*Challenge*.
In the listing below, find the line containing "Question. Locate the dark green". Write out that line and every line after it to the end, exactly and only those.

*Source material*.
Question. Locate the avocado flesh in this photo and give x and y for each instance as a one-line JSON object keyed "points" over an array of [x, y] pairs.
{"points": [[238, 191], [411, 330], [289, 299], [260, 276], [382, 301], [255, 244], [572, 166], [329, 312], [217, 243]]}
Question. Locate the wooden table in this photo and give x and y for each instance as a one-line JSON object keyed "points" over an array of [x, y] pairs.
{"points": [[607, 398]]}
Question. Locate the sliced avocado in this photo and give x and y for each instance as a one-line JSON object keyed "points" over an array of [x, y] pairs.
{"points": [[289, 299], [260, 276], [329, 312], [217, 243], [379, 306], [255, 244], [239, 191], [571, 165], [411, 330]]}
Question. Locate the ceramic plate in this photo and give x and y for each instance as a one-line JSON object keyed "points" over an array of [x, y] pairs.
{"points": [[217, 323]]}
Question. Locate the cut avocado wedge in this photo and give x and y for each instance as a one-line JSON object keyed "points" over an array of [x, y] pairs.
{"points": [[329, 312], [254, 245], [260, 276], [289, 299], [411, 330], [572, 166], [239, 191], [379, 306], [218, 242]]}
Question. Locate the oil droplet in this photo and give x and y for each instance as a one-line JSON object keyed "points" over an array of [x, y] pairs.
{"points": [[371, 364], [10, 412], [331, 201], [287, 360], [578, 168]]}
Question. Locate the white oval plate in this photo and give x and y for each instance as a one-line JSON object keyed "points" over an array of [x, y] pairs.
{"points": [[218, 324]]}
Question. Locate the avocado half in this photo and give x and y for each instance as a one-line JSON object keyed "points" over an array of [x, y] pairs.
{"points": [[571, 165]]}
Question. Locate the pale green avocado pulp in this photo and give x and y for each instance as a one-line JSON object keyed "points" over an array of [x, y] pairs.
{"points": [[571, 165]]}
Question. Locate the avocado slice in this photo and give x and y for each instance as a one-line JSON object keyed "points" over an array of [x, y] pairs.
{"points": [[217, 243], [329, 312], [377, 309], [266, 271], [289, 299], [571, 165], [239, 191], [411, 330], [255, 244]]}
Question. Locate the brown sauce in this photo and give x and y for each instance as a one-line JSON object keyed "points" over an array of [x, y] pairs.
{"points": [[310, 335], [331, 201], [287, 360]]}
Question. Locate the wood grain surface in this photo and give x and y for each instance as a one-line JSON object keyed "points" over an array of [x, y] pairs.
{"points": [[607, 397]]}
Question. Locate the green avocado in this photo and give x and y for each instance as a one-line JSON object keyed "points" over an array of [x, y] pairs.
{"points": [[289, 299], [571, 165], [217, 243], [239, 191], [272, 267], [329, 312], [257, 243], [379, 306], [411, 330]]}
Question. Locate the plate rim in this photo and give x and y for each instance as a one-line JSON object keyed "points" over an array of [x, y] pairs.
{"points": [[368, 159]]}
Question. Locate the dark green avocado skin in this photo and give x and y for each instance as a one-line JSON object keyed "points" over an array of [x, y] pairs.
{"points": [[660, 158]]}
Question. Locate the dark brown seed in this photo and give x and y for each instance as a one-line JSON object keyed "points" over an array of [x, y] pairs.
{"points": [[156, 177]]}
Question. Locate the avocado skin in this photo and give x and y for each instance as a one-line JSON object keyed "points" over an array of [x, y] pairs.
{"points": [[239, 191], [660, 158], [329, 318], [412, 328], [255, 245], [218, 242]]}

*Answer to this task*.
Question. Locate the dark green avocado skin in this photo and give x and y for each instance as a one-line JSON object keyed "points" over an array of [x, y] pairs.
{"points": [[660, 158]]}
Question. Locate the dark brown seed in this photo and give x and y for each instance as a one-line JSON object keyed "points" over an array of [x, y] pairs.
{"points": [[156, 177]]}
Question. Locate the avocado skin in this photo and give x and y for each instance as a one-line JSON object keyed "points" over an array of [x, y] pairs.
{"points": [[239, 191], [660, 158], [329, 318], [412, 328], [255, 245], [218, 242]]}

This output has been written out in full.